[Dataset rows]
_ _ _ _

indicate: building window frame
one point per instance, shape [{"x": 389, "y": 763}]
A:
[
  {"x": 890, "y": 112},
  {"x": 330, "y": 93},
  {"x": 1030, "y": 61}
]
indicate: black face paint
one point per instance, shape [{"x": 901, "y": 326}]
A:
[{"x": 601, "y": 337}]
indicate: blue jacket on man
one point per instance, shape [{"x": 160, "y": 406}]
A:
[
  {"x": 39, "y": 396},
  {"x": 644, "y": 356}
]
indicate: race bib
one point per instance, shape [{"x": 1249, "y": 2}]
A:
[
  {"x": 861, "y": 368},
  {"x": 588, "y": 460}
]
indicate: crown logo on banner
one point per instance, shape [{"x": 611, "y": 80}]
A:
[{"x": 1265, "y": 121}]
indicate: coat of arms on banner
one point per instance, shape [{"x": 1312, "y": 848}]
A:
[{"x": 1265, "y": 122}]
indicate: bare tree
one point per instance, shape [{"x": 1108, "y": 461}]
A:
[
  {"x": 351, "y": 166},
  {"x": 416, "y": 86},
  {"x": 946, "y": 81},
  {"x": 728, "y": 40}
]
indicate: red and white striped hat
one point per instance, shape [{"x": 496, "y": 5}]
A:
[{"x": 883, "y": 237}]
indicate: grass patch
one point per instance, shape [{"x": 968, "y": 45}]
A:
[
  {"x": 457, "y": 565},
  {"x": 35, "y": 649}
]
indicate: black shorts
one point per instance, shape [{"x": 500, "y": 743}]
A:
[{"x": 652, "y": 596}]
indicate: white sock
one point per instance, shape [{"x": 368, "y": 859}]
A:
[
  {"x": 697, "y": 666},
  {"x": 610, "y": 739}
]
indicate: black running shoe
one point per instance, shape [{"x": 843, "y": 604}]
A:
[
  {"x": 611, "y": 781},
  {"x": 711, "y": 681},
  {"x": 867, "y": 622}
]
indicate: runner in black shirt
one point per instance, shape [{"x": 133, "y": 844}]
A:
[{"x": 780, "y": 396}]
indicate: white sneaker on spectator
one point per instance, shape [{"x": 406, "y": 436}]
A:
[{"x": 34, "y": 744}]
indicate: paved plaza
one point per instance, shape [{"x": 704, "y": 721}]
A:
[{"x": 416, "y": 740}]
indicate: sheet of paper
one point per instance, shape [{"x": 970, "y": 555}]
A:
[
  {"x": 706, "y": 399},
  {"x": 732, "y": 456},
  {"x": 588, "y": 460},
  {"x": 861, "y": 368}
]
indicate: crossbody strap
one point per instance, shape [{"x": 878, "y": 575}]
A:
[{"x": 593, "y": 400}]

_ _ _ _

STATED TASK>
Format every line of the data above as a JSON list of strings, with one string per line and blank lines omitted.

THE SOLUTION>
[
  "indicate: building window frame",
  "one point per instance, shape [{\"x\": 389, \"y\": 763}]",
  "A:",
  "[",
  "  {\"x\": 890, \"y\": 112},",
  "  {\"x\": 330, \"y\": 93},",
  "  {\"x\": 1030, \"y\": 61}",
  "]",
  "indicate: black face paint",
  "one point per instance, shape [{\"x\": 901, \"y\": 326}]",
  "A:",
  "[{\"x\": 601, \"y\": 337}]",
  "indicate: blue jacket on man",
  "one point per instance, shape [{\"x\": 160, \"y\": 406}]",
  "A:",
  "[",
  "  {\"x\": 39, \"y\": 396},",
  "  {\"x\": 644, \"y\": 356}",
  "]",
  "indicate: race bib",
  "one point per instance, shape [{\"x\": 1249, \"y\": 2}]",
  "A:",
  "[",
  "  {\"x\": 861, \"y\": 368},",
  "  {\"x\": 588, \"y\": 460}",
  "]",
  "indicate: crown logo on banner",
  "one point per instance, shape [{\"x\": 611, \"y\": 80}]",
  "A:",
  "[{\"x\": 1265, \"y\": 121}]",
  "indicate: coat of arms on banner",
  "one point per instance, shape [{\"x\": 1312, \"y\": 848}]",
  "A:",
  "[{\"x\": 1265, \"y\": 122}]",
  "indicate: bare tree",
  "one point per instance, shape [{\"x\": 1108, \"y\": 461}]",
  "A:",
  "[",
  "  {\"x\": 351, \"y\": 166},",
  "  {\"x\": 416, \"y\": 86},",
  "  {\"x\": 946, \"y\": 81},",
  "  {\"x\": 728, \"y\": 40}",
  "]",
  "indicate: red and white striped hat",
  "one point per instance, shape [{\"x\": 496, \"y\": 5}]",
  "A:",
  "[{\"x\": 883, \"y\": 237}]",
  "indicate: grass patch",
  "one point per instance, shape [{\"x\": 968, \"y\": 45}]",
  "A:",
  "[",
  "  {\"x\": 457, \"y\": 565},",
  "  {\"x\": 35, \"y\": 649}",
  "]",
  "indicate: black shorts",
  "one point per instance, shape [{\"x\": 500, \"y\": 743}]",
  "A:",
  "[{\"x\": 652, \"y\": 596}]",
  "indicate: white sock",
  "one point per instance, shape [{\"x\": 368, \"y\": 859}]",
  "A:",
  "[",
  "  {\"x\": 697, \"y\": 666},",
  "  {\"x\": 610, \"y\": 739}",
  "]",
  "indicate: black running shoe",
  "one point per instance, shape [{\"x\": 843, \"y\": 604}]",
  "A:",
  "[",
  "  {\"x\": 611, \"y\": 781},",
  "  {\"x\": 711, \"y\": 681},",
  "  {\"x\": 867, \"y\": 622}",
  "]",
  "indicate: runner in black shirt",
  "one point per instance, shape [{\"x\": 133, \"y\": 844}]",
  "A:",
  "[{\"x\": 780, \"y\": 396}]",
  "indicate: white sneaker on spectator",
  "one point per instance, shape [{\"x\": 406, \"y\": 436}]",
  "A:",
  "[{\"x\": 34, \"y\": 744}]",
  "indicate: paved plaza",
  "one point per instance, shape [{\"x\": 704, \"y\": 721}]",
  "A:",
  "[{\"x\": 416, \"y\": 740}]",
  "indicate: sheet of paper",
  "one point per instance, shape [{\"x\": 970, \"y\": 555}]",
  "A:",
  "[",
  "  {\"x\": 706, \"y\": 399},",
  "  {\"x\": 732, \"y\": 456},",
  "  {\"x\": 588, \"y\": 460},",
  "  {\"x\": 861, \"y\": 368}",
  "]",
  "indicate: crossbody strap",
  "one point per instance, shape [{\"x\": 878, \"y\": 575}]",
  "A:",
  "[{\"x\": 593, \"y\": 400}]"
]